**DO THIS:** Display each line in the records below that contains the string "white". Matching is case-sensitive.
• • • • • • •
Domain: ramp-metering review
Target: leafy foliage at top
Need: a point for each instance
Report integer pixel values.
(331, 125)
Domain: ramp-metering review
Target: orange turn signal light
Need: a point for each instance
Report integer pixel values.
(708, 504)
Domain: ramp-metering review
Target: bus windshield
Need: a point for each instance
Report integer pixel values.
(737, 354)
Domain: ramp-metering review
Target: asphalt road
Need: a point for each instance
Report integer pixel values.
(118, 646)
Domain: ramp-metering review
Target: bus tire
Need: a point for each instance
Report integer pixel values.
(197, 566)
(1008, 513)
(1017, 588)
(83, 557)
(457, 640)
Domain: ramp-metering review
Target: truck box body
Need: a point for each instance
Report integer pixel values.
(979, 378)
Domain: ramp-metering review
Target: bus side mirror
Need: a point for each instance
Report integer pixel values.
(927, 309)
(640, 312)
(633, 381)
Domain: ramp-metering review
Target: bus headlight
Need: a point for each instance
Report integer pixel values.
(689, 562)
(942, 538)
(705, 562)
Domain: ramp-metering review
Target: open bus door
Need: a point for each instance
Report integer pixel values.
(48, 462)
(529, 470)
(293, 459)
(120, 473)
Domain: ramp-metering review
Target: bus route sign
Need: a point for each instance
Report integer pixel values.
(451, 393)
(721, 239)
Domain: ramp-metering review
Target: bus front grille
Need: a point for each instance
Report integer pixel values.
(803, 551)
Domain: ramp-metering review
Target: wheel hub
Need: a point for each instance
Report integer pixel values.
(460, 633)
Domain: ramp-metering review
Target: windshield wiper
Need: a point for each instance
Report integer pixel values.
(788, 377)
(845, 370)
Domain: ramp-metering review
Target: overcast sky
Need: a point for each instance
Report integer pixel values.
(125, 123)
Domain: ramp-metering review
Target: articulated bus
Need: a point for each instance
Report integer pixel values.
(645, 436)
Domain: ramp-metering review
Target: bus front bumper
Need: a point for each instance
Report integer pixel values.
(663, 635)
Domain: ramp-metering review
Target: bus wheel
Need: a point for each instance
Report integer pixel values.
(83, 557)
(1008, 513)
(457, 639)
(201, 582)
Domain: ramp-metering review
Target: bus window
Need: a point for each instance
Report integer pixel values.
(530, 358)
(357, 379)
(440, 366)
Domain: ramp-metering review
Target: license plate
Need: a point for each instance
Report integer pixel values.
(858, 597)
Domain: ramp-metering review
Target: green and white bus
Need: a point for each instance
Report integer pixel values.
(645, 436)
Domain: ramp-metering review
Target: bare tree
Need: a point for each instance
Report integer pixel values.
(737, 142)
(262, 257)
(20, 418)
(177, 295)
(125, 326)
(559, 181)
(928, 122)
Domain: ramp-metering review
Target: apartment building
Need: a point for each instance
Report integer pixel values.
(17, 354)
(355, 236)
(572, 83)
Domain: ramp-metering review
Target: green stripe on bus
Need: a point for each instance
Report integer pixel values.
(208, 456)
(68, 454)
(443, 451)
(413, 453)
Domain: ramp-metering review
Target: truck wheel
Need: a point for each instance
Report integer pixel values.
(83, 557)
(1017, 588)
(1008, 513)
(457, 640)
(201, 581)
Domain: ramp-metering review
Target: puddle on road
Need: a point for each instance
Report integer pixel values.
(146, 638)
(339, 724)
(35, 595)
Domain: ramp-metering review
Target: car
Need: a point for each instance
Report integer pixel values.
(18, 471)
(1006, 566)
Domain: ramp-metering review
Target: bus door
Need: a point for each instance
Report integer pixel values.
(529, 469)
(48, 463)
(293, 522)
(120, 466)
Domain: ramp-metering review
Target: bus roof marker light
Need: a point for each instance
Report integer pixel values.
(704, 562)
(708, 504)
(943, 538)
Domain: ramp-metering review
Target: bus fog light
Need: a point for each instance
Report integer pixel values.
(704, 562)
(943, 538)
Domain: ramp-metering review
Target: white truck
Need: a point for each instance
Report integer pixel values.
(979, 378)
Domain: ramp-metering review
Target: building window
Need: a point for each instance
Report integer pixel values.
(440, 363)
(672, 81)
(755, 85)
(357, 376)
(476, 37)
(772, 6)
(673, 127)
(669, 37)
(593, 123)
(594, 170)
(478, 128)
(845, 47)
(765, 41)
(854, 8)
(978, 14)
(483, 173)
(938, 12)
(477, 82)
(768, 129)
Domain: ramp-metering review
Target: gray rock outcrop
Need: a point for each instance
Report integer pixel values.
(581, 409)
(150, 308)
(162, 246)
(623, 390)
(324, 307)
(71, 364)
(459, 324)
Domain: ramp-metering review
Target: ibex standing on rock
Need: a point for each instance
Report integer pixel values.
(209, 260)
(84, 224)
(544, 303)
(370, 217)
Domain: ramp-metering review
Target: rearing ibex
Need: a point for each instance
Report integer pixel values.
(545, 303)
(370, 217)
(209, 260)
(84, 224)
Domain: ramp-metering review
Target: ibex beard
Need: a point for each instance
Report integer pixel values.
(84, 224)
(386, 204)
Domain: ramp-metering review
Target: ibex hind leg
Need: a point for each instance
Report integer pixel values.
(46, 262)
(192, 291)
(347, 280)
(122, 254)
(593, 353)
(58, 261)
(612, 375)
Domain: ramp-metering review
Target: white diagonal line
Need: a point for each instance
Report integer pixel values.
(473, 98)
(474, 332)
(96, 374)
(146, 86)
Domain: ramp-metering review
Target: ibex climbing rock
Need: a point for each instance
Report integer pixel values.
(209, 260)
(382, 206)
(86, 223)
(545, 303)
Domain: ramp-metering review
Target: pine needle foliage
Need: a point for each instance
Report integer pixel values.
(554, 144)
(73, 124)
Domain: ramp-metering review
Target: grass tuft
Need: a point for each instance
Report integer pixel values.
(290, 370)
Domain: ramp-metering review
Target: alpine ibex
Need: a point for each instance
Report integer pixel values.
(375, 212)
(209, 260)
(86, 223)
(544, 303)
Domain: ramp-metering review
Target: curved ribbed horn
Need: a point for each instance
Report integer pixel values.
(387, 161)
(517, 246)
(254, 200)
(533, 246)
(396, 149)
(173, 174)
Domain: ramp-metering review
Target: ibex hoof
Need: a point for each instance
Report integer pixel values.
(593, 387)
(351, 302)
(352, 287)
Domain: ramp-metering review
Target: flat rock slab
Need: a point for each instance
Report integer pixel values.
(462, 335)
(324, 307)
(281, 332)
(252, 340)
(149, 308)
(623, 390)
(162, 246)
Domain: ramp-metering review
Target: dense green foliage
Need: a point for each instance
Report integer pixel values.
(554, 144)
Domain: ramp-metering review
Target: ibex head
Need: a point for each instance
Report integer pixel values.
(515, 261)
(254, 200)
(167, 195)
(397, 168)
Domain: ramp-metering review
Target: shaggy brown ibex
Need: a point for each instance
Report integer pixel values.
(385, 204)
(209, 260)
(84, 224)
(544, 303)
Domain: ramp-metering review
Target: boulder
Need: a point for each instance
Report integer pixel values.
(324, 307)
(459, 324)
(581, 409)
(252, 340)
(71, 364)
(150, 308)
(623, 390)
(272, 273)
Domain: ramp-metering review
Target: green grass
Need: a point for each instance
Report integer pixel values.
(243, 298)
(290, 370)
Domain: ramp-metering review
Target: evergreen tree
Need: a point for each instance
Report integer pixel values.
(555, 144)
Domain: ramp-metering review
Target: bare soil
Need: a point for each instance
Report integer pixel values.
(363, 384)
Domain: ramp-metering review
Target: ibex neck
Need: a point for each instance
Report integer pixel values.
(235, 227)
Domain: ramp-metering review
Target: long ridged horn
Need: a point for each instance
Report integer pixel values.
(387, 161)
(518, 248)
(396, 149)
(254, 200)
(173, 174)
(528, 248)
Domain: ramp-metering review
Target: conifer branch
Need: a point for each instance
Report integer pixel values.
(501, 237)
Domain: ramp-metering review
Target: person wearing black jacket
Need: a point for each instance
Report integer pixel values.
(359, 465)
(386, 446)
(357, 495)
• • • • • • •
**SOLUTION FOR THIS TASK:**
Target: green and white bus
Target: white truck
Target: white diagonal line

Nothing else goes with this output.